> _BLOCCO DI TESTO_:
*****
RUFFINI LEGGE L’EDITORIALE

“Quella che vedete nella prima pagina è una foto scioccante, un pugno sullo stomaco. Pubblicarla oggi è stata una scelta sofferta. Non è una foto di ieri o di oggi: è uno scatto della scorsa settimana. Quando l’avevamo vista è stata oggetto di riflessione e di una certa discussione. Andava pubblicata una fotografia con i volti riconoscibili e strazianti di due bambini distesi nella barella sotto gli sguardi disperati dei loro genitori? La settimana scorsa avevamo deciso di non metterla in pagina. Ma domenica 16 maggio a Regina Coeli implorando la pace, Papa Francesco ha parlato della morte dei bambini definendola inaccettabile. Loro, le vittime inermi e incolpevoli della guerra e della violenza sono i piccoli dai corpi martoriati. A Gaza in Israele, ma anche nello Yemen, in Siria e Iraq, in Afghanistan e nelle tante guerre dimenticate in Africa. Sono i corpi straziati dei piccoli migranti annegati cercando di attraversare un fiume o il mare aperto in cerca di salvezza e di futuro. Sono i corpi straziati dei bambini violentati e venduti ai trafficanti di esseri umani. Sono i corpi straziati dei bambini vittime del lavoro minorile. Chiediamo scusa ai lettori per questa foto choc. Ma le morti dei bambini sotto le bombe a qualsiasi popolo appartengano non ci possono lasciare indifferenti. Ci testimoniano ancora una volta che la guerra porta solo morte, distruzione e odio. Come insegna la drammatica esperienza dell’Iraq, i bambini pagano il prezzo più alto delle nostre sporche guerre e questo è inaccettabile e per capirlo veramente, scuotendoci dal torpore e dalle bolle dell’indifferenza dentro le quali spesso viviamo abbiamo spesso, purtroppo, bisogno di vedere”.
*****
> _DATI SALVATI_:

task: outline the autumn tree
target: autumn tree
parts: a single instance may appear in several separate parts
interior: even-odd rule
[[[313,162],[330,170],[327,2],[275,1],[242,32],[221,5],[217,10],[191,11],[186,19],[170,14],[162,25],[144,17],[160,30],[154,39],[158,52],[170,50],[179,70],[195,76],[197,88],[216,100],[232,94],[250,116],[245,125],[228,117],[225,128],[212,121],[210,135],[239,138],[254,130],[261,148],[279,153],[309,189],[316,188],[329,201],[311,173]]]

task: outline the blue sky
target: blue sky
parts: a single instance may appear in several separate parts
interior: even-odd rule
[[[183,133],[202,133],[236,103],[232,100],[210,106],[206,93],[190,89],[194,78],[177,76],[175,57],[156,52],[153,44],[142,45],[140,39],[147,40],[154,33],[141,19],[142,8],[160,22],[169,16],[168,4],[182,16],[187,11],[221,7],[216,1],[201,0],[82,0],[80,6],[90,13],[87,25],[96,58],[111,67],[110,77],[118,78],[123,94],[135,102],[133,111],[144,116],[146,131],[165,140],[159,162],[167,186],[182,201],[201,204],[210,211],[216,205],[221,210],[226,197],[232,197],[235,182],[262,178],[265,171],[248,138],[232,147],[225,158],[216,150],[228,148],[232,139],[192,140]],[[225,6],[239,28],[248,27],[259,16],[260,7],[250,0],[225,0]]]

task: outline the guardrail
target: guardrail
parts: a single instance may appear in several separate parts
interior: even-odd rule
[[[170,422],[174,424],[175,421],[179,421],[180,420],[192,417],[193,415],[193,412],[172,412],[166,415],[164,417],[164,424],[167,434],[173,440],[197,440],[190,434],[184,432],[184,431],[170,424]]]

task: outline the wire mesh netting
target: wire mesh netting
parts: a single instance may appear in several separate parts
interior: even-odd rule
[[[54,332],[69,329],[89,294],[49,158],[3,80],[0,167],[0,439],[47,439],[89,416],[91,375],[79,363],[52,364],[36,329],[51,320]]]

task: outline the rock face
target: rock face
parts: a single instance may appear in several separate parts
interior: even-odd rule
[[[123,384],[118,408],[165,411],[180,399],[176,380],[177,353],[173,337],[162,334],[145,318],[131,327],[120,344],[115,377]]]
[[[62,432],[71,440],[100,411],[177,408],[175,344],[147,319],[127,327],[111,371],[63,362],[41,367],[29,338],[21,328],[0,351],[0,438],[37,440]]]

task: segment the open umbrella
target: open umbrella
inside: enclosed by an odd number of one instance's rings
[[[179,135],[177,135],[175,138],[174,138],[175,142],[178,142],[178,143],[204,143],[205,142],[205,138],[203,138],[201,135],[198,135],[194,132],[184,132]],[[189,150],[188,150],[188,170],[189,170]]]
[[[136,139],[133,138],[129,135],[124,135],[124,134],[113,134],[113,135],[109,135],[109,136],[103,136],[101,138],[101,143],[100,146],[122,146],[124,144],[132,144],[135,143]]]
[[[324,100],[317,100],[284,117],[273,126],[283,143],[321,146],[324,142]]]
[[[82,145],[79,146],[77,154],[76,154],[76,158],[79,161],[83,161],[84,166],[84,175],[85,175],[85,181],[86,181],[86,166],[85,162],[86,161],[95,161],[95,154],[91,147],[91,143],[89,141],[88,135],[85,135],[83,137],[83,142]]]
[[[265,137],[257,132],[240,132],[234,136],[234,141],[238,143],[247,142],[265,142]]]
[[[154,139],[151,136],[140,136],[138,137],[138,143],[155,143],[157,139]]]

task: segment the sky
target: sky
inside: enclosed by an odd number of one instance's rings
*****
> _ESERCIZI_:
#1 In che giorno Papa Francesco ha parlato della morte dei bambini, secondo l'editoriale sulla foto choc?
#2 Elenca tutti i luoghi che l'editoriale sulla foto choc nomina come teatro di guerre in cui muoiono bambini.

> _RISPOSTE PER PUNTO_:
#1 Domenica 16 maggio, al Regina Coeli.

#2 Gaza, Israele, Yemen, Siria, Iraq, Afghanistan, Africa.